Data section
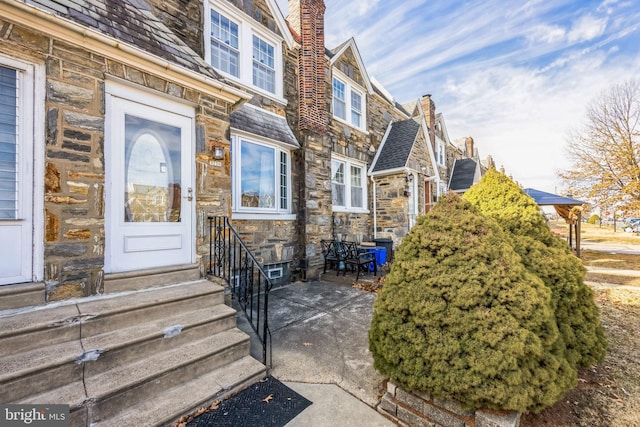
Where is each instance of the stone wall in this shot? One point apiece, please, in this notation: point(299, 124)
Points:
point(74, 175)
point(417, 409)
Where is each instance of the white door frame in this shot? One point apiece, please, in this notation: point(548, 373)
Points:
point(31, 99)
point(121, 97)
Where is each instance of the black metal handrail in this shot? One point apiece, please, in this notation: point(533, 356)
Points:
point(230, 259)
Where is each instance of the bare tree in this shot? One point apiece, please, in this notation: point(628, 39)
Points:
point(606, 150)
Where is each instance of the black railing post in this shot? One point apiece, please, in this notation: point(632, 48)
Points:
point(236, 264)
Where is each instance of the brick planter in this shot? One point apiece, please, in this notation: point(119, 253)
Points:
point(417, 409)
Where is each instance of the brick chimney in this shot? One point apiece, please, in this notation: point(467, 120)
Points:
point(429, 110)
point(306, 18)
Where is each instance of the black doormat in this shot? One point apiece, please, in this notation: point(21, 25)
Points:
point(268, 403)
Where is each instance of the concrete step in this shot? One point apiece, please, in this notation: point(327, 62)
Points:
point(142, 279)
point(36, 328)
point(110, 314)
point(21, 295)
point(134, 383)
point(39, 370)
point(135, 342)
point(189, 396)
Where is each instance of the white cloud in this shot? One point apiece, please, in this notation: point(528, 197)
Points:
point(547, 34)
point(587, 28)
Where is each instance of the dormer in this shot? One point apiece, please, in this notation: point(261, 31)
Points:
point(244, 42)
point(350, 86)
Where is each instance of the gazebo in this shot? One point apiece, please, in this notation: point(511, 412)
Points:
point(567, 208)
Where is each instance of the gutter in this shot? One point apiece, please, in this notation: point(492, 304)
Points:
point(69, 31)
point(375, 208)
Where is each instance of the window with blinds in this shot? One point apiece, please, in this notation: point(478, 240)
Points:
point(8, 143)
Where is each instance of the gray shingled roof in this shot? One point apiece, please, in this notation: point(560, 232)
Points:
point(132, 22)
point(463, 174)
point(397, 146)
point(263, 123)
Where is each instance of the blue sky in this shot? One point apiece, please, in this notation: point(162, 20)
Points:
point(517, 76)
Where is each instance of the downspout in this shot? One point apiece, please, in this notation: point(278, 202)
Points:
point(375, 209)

--

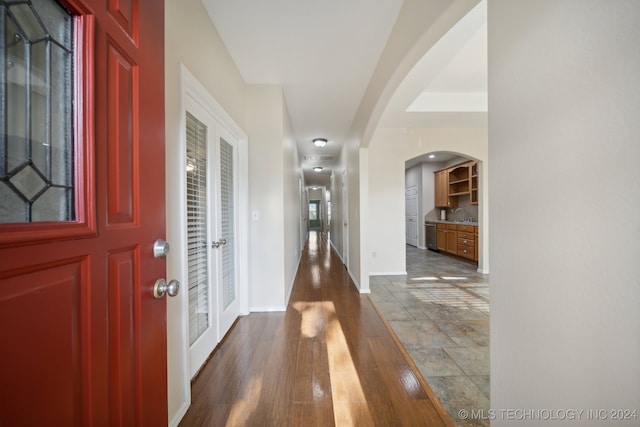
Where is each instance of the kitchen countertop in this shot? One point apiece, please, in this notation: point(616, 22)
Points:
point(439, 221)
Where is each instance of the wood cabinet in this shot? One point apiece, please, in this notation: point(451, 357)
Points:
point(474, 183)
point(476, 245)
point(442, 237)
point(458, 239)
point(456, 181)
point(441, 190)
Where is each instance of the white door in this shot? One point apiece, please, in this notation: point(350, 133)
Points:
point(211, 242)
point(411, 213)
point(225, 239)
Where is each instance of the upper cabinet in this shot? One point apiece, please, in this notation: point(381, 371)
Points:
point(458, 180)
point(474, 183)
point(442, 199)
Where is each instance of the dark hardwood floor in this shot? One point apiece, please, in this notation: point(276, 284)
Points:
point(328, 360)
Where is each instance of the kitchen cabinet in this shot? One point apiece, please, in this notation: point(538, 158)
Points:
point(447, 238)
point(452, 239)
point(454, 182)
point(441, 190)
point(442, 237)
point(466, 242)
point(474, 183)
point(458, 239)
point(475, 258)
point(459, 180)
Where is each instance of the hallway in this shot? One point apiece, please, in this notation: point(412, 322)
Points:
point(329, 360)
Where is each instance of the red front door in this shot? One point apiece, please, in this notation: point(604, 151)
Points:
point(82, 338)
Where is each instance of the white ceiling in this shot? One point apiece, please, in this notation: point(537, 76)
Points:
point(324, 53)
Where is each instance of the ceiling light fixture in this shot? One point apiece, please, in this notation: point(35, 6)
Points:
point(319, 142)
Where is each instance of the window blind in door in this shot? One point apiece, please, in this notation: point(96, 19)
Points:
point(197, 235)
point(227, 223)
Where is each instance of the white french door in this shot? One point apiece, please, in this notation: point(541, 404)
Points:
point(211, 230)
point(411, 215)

==

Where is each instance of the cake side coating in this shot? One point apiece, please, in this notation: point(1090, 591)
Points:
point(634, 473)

Your assignment
In the listing, find all lines with the string "cabinet" and copy them.

Your solution
Where is each instance of the wood cabinet in this shot? One point apiece, please, in this notation: point(451, 357)
Where is each instance of the upper cabinet in this shot? One point apiece, please, in this notation: point(381, 371)
Where is each instance of the kitchen cabinet in this shot? One point apiece, please, in this notation: point(538, 158)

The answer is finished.